§ THE TASK: Copy out, word for word, the full forum thread below about the SEC's fraud charges against Goldman Sachs, from its title through the last quoted line.

§ PAGE TEXT:
::::::::::
SEC charges GS with fraud

Quote from olias:

That was another point to that magazine article: when Blankfein was pressed on what made him think that Goldman would survive, he pointed to Warren Buffett's $5 billion investment

You are correct. Buffett put money in in Sept and TARP was passed in Oct.
So GS might have gotten by.
 
Stephen Colbert on Goldman

"Why are government employees filing a civil suit against Goldman Sachs? That's just going to be embarrassing in a few years when they all go back to work at Goldman Sachs"
 
Quote from MarketMasher:

You are correct. Buffett put money in in Sept and TARP was passed in Oct.
So GS might have gotten by.

yes, at best, they 'might' have survived...but there were a lot of other people familiar with Goldman who said there's no way they would have survived without the bailout.
 
I thought this quote was pretty good:

"you are buying fire insurance on someone else’s house and then committing arson.”
::::::::::
§ PROVIDED MATERIAL:
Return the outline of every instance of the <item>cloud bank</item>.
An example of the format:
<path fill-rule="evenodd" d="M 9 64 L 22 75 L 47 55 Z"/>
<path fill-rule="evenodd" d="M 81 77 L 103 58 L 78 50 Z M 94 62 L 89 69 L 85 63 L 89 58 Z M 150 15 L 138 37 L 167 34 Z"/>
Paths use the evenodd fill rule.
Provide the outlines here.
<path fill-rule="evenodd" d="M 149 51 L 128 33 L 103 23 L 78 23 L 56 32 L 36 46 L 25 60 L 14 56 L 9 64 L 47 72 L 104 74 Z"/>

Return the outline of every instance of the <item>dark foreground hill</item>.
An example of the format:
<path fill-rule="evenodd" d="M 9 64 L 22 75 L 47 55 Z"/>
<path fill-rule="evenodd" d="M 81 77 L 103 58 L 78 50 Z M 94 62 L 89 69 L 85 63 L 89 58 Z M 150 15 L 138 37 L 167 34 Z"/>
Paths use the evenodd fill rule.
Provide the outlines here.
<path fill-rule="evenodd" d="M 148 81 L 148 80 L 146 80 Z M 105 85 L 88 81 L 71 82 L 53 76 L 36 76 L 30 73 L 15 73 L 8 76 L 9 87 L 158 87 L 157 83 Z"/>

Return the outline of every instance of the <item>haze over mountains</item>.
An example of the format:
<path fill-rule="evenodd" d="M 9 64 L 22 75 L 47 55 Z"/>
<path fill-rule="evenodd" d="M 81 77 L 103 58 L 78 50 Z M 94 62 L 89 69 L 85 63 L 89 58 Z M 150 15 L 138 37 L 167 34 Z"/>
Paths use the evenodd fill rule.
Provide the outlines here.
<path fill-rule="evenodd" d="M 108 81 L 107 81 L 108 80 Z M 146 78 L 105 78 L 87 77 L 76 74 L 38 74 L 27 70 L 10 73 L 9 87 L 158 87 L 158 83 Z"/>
::::::::::
§ COMPLETE RESPONSE:
SEC charges GS with fraud

Quote from olias:

That was another point to that magazine article: when Blankfein was pressed on what made him think that Goldman would survive, he pointed to Warren Buffett's $5 billion investment

You are correct. Buffett put money in in Sept and TARP was passed in Oct.
So GS might have gotten by.
 
Stephen Colbert on Goldman

"Why are government employees filing a civil suit against Goldman Sachs? That's just going to be embarrassing in a few years when they all go back to work at Goldman Sachs"
 
Quote from MarketMasher:

You are correct. Buffett put money in in Sept and TARP was passed in Oct.
So GS might have gotten by.

yes, at best, they 'might' have survived...but there were a lot of other people familiar with Goldman who said there's no way they would have survived without the bailout.
 
I thought this quote was pretty good:

"you are buying fire insurance on someone else’s house and then committing arson.”